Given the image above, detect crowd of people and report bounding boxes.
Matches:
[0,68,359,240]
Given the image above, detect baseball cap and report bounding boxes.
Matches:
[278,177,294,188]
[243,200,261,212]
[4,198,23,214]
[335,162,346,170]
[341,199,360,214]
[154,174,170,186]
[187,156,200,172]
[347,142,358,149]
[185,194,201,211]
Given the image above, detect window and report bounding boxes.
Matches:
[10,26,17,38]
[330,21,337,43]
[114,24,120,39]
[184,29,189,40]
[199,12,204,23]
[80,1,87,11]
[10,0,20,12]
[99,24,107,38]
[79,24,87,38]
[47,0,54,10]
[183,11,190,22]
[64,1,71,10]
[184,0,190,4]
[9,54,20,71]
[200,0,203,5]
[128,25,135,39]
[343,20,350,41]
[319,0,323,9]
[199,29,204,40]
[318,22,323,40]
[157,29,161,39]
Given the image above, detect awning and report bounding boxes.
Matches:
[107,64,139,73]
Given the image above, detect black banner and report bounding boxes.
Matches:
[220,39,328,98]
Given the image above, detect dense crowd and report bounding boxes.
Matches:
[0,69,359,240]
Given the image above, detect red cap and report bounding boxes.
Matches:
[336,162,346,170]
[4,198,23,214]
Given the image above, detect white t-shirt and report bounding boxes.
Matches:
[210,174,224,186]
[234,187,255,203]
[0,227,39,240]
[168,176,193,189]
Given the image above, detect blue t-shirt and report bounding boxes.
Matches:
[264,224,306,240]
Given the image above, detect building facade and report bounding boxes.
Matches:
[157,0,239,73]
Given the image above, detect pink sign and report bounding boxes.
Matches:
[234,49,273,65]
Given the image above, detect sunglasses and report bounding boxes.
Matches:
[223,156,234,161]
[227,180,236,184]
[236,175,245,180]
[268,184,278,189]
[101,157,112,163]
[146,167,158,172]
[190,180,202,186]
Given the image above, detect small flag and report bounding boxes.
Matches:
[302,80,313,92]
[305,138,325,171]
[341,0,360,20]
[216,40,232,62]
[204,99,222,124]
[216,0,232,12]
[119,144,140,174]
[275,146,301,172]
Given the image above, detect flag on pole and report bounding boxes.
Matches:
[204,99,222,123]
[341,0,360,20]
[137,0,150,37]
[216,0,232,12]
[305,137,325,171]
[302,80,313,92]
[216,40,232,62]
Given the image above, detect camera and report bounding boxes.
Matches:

**Prompt:** Give back the full listing above verbatim.

**Task result:**
Given the image above, detect crowd of people and report bounding boxes.
Matches:
[0,68,359,240]
Given the image above, detect baseball cap and report bounding boxes.
Matches:
[278,177,294,188]
[243,200,261,212]
[4,198,23,214]
[335,162,346,170]
[341,199,360,214]
[154,174,170,186]
[187,156,200,172]
[347,142,358,149]
[185,194,201,211]
Given the image above, detect window and report bounding boxes.
Matches:
[10,26,17,38]
[330,21,337,43]
[114,24,120,39]
[184,29,189,40]
[199,12,204,23]
[80,1,87,11]
[10,0,20,12]
[99,24,107,38]
[79,24,87,38]
[47,0,54,10]
[183,11,190,22]
[64,1,71,10]
[184,0,190,4]
[9,54,20,71]
[200,0,203,5]
[128,25,135,39]
[343,20,350,41]
[319,0,323,9]
[199,29,204,40]
[318,22,323,40]
[157,29,161,39]
Given the image above, detect awning and report bounding boxes.
Matches:
[107,64,139,73]
Given the image above, detect black banner and report bounding boxes.
Matches:
[220,39,328,98]
Given the image above, detect dense crowd and report bounding boxes.
Matches:
[0,69,359,240]
Given the image above, detect red cap and report bounding boxes.
Matches:
[336,162,346,170]
[4,198,23,214]
Given the image above, detect white t-shirt and report bounding boxes.
Matches:
[210,174,224,186]
[234,187,255,203]
[0,227,39,240]
[168,176,193,189]
Given the image above, detect blue t-shirt and report bounding boxes.
Matches:
[264,224,306,240]
Given the image above, detect building facade and report bounding boxes.
Matches:
[157,0,239,73]
Given the image above, detect pink sign and report bounding boxes.
Matches:
[234,49,273,65]
Given the image above, detect sunglasses and report bounding boxes.
Matches:
[223,156,234,161]
[227,180,236,184]
[236,175,245,180]
[268,184,278,189]
[101,157,112,163]
[146,167,158,172]
[190,180,202,186]
Given the image above, detect small flag and report bounding boxes.
Matches:
[302,80,313,92]
[305,138,325,171]
[341,0,360,20]
[216,40,232,62]
[204,99,222,124]
[216,0,232,12]
[119,144,140,174]
[275,146,301,172]
Given the image above, detect flag on pole and report bounding boxes.
Matches:
[204,99,222,123]
[341,0,360,20]
[137,0,150,37]
[216,0,232,12]
[305,137,325,171]
[302,80,313,92]
[216,40,232,62]
Given the image above, detect camera and report bounding boxes.
Matches:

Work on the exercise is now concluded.